Extracted records —
----
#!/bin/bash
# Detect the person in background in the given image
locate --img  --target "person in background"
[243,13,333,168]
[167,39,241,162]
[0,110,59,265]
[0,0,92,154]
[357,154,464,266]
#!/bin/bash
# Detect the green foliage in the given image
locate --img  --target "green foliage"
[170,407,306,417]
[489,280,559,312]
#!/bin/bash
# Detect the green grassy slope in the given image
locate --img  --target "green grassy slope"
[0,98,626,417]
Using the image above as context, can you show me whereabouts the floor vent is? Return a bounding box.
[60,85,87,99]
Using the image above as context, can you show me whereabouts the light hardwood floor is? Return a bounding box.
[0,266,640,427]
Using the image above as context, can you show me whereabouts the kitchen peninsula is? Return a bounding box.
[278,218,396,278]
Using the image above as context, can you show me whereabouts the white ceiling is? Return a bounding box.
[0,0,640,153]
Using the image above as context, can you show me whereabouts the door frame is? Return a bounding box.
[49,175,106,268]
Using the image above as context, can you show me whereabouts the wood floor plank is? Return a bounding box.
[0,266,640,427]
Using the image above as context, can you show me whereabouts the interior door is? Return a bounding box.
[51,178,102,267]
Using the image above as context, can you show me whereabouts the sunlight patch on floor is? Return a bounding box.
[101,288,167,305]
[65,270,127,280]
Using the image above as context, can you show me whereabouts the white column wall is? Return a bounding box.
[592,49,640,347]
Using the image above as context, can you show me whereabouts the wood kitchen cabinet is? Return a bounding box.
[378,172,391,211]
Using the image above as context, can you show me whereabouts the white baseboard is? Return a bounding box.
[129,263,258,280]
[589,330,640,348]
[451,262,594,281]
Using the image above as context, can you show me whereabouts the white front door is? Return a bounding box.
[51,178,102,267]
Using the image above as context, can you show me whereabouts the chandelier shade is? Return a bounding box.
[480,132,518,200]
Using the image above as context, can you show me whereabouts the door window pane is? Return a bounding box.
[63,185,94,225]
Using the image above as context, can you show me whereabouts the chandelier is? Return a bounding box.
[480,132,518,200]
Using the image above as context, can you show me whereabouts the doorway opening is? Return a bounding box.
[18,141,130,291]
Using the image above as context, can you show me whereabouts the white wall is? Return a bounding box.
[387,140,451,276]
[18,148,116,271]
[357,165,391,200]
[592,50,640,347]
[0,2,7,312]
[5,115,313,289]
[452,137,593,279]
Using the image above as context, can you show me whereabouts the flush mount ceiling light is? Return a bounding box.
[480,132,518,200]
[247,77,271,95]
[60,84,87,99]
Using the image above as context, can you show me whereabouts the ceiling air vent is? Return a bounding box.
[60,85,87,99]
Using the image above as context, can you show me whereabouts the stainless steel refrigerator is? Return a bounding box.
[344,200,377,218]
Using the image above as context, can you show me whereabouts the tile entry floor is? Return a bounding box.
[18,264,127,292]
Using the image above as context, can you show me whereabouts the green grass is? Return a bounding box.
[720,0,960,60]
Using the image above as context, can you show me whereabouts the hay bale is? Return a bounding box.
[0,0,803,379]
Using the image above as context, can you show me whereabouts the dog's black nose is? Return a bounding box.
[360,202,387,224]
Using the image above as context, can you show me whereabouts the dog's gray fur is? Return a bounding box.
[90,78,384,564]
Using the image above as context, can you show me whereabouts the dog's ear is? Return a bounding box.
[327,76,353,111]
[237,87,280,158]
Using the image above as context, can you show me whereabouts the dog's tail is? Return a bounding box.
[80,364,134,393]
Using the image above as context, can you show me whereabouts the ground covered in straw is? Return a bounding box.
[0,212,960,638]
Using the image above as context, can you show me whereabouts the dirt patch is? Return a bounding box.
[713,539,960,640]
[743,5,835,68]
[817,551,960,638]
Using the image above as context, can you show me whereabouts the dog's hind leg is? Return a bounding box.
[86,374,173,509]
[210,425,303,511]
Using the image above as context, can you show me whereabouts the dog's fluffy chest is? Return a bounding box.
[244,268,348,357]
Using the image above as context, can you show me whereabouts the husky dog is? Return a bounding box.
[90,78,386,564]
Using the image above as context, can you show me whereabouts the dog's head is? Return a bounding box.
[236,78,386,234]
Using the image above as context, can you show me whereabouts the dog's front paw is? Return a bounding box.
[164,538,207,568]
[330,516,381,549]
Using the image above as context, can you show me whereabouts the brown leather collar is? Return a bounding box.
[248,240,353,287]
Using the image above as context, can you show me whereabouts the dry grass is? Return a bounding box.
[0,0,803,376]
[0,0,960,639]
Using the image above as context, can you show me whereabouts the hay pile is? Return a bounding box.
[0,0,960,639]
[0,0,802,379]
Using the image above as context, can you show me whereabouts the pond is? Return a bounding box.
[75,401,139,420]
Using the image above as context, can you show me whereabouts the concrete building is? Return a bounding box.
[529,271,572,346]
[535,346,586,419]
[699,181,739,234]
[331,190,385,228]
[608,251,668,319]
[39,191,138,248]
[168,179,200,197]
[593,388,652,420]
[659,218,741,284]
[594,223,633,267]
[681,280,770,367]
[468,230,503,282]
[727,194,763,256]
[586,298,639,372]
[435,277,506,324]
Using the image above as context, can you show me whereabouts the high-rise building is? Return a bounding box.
----
TASK GOAL — Can you change every "whereabouts" in the entries above to "where" and give them again, leaving everything else unchanged?

WRITTEN ANSWER —
#!/bin/bash
# Detect the person in background in the given image
locate --img  --target "person in background"
[243,13,333,168]
[167,39,241,162]
[0,110,59,265]
[0,0,92,154]
[357,154,464,266]
#!/bin/bash
# Detect the green foliage in the given image
locate --img  --target "green foliage"
[170,407,306,417]
[489,280,559,312]
#!/bin/bash
# Detect the green grassy slope in the given image
locate --img  --target "green grassy slope"
[0,98,626,417]
Using the image above as context, can you show me where the floor vent is? Return a bounding box.
[60,85,87,99]
Using the image above as context, can you show me where the light hardwood floor is? Return a bounding box.
[0,266,640,427]
Using the image above as context, can you show me where the kitchen peninsula is? Return a bounding box.
[278,218,396,278]
Using the image above as context, can you show me where the white ceiling is? Return a bounding box.
[0,0,640,153]
Using the image above as context, can you show me where the door frame is? Return a bounding box.
[49,175,106,268]
Using the image above as context, can you show me where the wood floor plank is? Return a bounding box.
[0,266,640,427]
Using the image above as context, can you show me where the interior door is? Return a bounding box.
[51,178,102,267]
Using the image above as context, can you show me where the sunlight patch on floor is? Return a bounding box.
[101,288,167,305]
[65,270,127,280]
Using the image above as context, can you show me where the white column wall is? Return a bounding box.
[592,49,640,347]
Using the image above as context, can you show me where the wood kitchen cabinet is? Return a bounding box.
[378,172,391,211]
Using the image above as context, can you show me where the white baseboard is? Return a bounding box.
[129,263,258,280]
[589,330,640,348]
[451,262,594,281]
Using the image above as context, can you show me where the white front door is? Return a bounding box.
[51,178,102,267]
Using the image above as context, can you show me where the chandelier shade is? Return a bounding box.
[480,132,518,200]
Using the image above as context, can you show me where the door window pane is? Return a bounding box.
[63,185,94,225]
Using the image above as context, can you show me where the chandelier is? Return a bounding box.
[480,132,518,200]
Using the image above as context, can you show me where the doorway opening is? Return a bounding box.
[18,141,130,291]
Using the image above as context, can you show me where the white wall is? Return a bounding box.
[387,140,451,276]
[18,148,116,271]
[357,165,391,200]
[592,50,640,347]
[0,2,7,312]
[5,115,313,289]
[452,137,593,279]
Using the image above as context, can you show me where the flush mount ceiling light is? Return a bounding box.
[480,132,518,200]
[247,77,271,95]
[60,84,87,99]
Using the image above as context, can you show me where the ceiling air vent is? Return a bounding box.
[60,85,87,99]
Using the image above as context, can you show me where the stainless steel refrigerator is? Return a bounding box.
[344,200,377,218]
Using the image above as context, can you show me where the tile entry floor is? Return a bounding box.
[18,264,127,292]
Using the image above as context, can you show me where the green grass is? Return a bounding box.
[720,0,960,60]
Using the image above as context, can you show me where the hay bale is? Return a bounding box.
[0,0,803,379]
Using the image above as context, can you show me where the dog's black nose is? Return a bounding box.
[360,202,387,224]
Using the image above as context, can you show me where the dog's gray fur is? Return a bounding box.
[90,78,384,564]
Using the image above as context, can you show me where the dog's ear is? Return a bounding box.
[327,76,353,111]
[237,87,280,158]
Using the image above as context, can you show me where the dog's tail is? Return a bounding box.
[80,364,134,393]
Using the image above as context, can you show me where the ground covered in straw is? Return a bounding box.
[0,212,960,638]
Using the image above as context, can you show me where the dirt patch is? Return a bounding box.
[713,539,960,640]
[743,5,835,68]
[817,551,960,638]
Using the image above as context, can you show me where the dog's hind leg is? Return a bounding box.
[86,374,173,509]
[210,425,303,511]
Using the image above as context, can you show me where the dog's fluffy chest is? Return a bounding box.
[244,268,348,357]
Using the image above as context, can you show me where the husky dog is? Return a bounding box.
[90,78,386,564]
Using the image above as context, can you show me where the dog's head is? Return a bounding box.
[236,78,386,234]
Using the image above as context, can you show me where the dog's front paw is? Return a bounding box.
[164,538,207,568]
[330,516,381,549]
Using the image above as context, can you show me where the brown leather collar is? Return a bounding box.
[248,240,353,287]
Using the image above as context, can you show me where the dry grass is? Return a bounding box.
[0,0,803,376]
[0,0,960,639]
Using the image above as context, can you show me where the hay pile is? Return a bounding box.
[0,0,960,639]
[0,0,802,379]
Using the image above as context, can you show me where the pond is? Return a bounding box.
[75,401,139,420]
Using the image above as context, can you show me where the concrete building is? Return a bounding box.
[529,271,572,346]
[535,346,586,419]
[699,181,739,234]
[331,190,385,228]
[608,251,668,319]
[39,191,138,248]
[168,179,200,197]
[593,388,652,420]
[659,218,741,284]
[594,223,633,267]
[681,280,770,367]
[468,230,503,282]
[727,194,763,256]
[586,298,639,372]
[435,277,506,324]
Using the image above as context, can you show me where the high-rise building is? Return a bounding box.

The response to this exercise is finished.